━━━ Selected excerpt ━━━

The Philharmonic State Orchestra offers approximately 35 concerts per season and performs more than 240 performances per year at the Hamburg State Opera and the Hamburg Ballet John Neumeier, making it Hamburg’s busiest orchestra. The stylistic bandwidth covered by the 140 musicians, ranging from historically informed performance practice to contemporary works and including concert, opera and ballet repertoire, is unique throughout Germany. Chamber Music has a long tradition at the Philharmonic State Orchestra: what began in 1929 with a concert series for chamber orchestra has been continued since 1968 by a series of chamber music only.

━━━ Records shown ━━━

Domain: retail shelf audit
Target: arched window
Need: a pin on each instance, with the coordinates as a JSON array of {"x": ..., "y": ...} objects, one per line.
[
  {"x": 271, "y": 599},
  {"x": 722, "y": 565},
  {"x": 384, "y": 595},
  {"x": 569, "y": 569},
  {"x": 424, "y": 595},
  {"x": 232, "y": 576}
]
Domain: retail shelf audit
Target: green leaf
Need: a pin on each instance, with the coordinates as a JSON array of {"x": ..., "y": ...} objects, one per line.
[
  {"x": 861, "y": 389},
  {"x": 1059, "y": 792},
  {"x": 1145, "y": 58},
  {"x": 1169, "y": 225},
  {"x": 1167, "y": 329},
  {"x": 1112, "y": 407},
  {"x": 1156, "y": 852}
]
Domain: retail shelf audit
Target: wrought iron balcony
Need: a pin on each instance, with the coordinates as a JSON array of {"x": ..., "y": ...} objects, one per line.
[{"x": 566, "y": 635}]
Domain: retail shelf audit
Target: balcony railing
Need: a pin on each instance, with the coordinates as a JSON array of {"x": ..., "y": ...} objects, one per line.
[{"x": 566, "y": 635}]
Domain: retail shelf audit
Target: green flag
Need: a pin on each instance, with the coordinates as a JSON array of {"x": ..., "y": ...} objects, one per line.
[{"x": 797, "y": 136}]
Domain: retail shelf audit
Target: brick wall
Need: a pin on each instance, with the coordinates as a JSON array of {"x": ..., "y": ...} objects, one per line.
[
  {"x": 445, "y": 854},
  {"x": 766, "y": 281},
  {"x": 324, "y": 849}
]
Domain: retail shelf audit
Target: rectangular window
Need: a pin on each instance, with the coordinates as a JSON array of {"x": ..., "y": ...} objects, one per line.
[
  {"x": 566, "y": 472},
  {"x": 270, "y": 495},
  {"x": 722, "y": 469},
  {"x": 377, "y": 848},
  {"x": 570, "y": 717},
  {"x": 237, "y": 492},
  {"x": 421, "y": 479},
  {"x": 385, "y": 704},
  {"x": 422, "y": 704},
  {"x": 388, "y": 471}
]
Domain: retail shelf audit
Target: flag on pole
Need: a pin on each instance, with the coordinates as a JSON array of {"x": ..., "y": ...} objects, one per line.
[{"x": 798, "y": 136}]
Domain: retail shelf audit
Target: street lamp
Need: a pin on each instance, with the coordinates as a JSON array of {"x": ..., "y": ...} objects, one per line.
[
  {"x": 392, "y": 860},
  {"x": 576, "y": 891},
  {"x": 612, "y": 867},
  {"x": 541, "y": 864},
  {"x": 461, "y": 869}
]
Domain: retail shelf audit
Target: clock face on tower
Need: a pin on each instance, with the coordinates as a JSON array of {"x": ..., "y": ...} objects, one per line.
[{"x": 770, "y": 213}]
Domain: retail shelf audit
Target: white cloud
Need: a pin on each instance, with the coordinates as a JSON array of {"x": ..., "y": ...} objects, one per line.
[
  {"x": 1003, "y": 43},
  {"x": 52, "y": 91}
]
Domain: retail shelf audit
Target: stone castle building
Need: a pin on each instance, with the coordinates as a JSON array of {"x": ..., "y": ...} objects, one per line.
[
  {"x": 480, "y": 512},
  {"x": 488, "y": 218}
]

━━━

# Check your understanding
A. According to the passage on the Philharmonic State Orchestra, since what year has the orchestra held a series devoted only to chamber music?
B. In the passage on the Philharmonic State Orchestra, change "busiest" to "most active", and give the text starting with "The Philharmonic State Orchestra offers" and going on through "chamber music only.".
The data shown above come from a source separate from the passage on the Philharmonic State Orchestra.

# Responses for each task
A. Since 1968.

B.
The Philharmonic State Orchestra offers approximately 35 concerts per season and performs more than 240 performances per year at the Hamburg State Opera and the Hamburg Ballet John Neumeier, making it Hamburg’s most active orchestra. The stylistic bandwidth covered by the 140 musicians, ranging from historically informed performance practice to contemporary works and including concert, opera and ballet repertoire, is unique throughout Germany. Chamber Music has a long tradition at the Philharmonic State Orchestra: what began in 1929 with a concert series for chamber orchestra has been continued since 1968 by a series of chamber music only.